By Raymond Jones

“They were at their best when we needed them most.”

Michael Ward uses these words to describe the way alumni and other supporters responded to the financial challenges that confronted the Wilson College of Textiles in the early days of the COVID crisis. Ward, executive director of the North Carolina Textile Foundation, says he was not surprised, however, that during a time of increased need the college’s stakeholders stepped up to invest more. 

“Our results for the fiscal year that ended on June 30 were simply inspiring,” says Ward. “We had more donors than ever before, and our giving total of nearly $6 million was the second largest in the 79-year history of the college.”

Ward is quick to emphasize that the real significance of this success lies not in the number of dollars raised but in the good that was done with the gifts that were made. In this case, the Dean’s Textiles Innovation Fund was given sufficient resources to provide emergency relief to those in need, while sustaining key activities that might have otherwise been curtailed. 

The suddenness of the shutdown, for example, caused immediate hardships for countless students. In many cases the loss of income from supplemental jobs threatened students’ very ability to pay rent or buy food. The Textiles Student Emergency Fund was able to support them during this time of special need.  

The Dean’s Textiles Innovation Fund was also employed to prevent interruptions in vital academic programs. For example, the Fund provided 100% support for an innovative program that used qualified students to tutor their peers.

Dr. David Hinks, dean of the Wilson College since 2016, credits donor support for sustaining a number of timely initiatives not related to the pandemic.

“Everyone in the Wilson College community was deeply affected by the tragic racial incidents that shook our country during 2020,” he says. “Our society experienced a collective realization that the old status quo was unacceptable. It was imperative that Wilson College take a leadership role in promoting equity and achieving racial reconciliation within our own sphere of influence.” 

Accordingly, the college created the Textiles Diversity and Inclusion Fund, which facilitated virtual awareness-building exercises for faculty and staff when face-to-face meetings were not possible. In addition, an inaugural class was invited to participate in the “Intercultural Development Inventory,” a trademarked program that is considered one of the nation’s premier cross-cultural assessment tools for intercultural competence.

Data for review -

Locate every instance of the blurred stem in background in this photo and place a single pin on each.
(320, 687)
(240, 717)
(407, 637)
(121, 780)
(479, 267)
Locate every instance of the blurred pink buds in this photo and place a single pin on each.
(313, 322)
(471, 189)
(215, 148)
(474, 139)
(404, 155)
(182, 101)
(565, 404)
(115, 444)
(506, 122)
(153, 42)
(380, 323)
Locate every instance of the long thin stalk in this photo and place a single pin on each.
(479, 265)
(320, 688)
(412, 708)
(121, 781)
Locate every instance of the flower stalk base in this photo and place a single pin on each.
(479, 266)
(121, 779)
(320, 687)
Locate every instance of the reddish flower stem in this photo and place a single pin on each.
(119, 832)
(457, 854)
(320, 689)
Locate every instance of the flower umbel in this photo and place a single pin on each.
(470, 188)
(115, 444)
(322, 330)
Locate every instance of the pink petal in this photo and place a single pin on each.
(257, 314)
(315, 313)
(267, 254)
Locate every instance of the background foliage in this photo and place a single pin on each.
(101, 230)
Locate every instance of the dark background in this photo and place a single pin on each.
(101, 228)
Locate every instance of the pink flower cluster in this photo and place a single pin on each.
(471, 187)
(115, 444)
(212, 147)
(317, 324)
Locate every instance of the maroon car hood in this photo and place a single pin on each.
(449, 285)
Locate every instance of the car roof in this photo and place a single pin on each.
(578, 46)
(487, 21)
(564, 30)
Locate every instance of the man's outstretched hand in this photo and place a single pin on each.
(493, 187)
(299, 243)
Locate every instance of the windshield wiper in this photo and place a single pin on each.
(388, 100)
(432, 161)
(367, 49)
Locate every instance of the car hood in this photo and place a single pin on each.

Problem set -
1 - In the article on Wilson College of Textiles fundraising, how much did the college raise in the fiscal year that ended on June 30?
2 - Pick up the article on Wilson College of Textiles fundraising after its last sentence and carry it forward.

Task answers -
1 - Nearly $6 million, the second largest total in the college's 79-year history.

2 -
In addition to these achievements, a number of scholarships were established to promote greater access to higher education opportunities and to provide a competitive advantage in recruiting talented students. 

Five new Textiles Pioneer Scholarships were endowed. These provide need-based aid for students from select, economically distressed counties. Two new Centennial Scholarships were also endowed. These are part of the largest and most competitive merit-based aid program for Wilson College students. In addition, Ward says, a number of additional scholarships and academic program enhancements were funded.

A final point of pride, Ward says, is that Wilson College’s overall endowment grew to exceed $80 million, the largest total in the college’s history. There are a lot of reasons for this success, says Ward, with three that stand out in particular:

“One is that our graduates recognize how much of their personal and professional growth is attributable to the quality of their educational experience at NC State.

“In addition, our many alumni, friends and industry partners throughout the state recognize the importance of a resurgent textile industry to the state’s future growth and vitality.

“Finally, the greatest acknowledgement of our success is the countless number of perpetual gifts made by our donors. These have enabled our long-term investments to increase substantially, nearly doubling over the past five years.”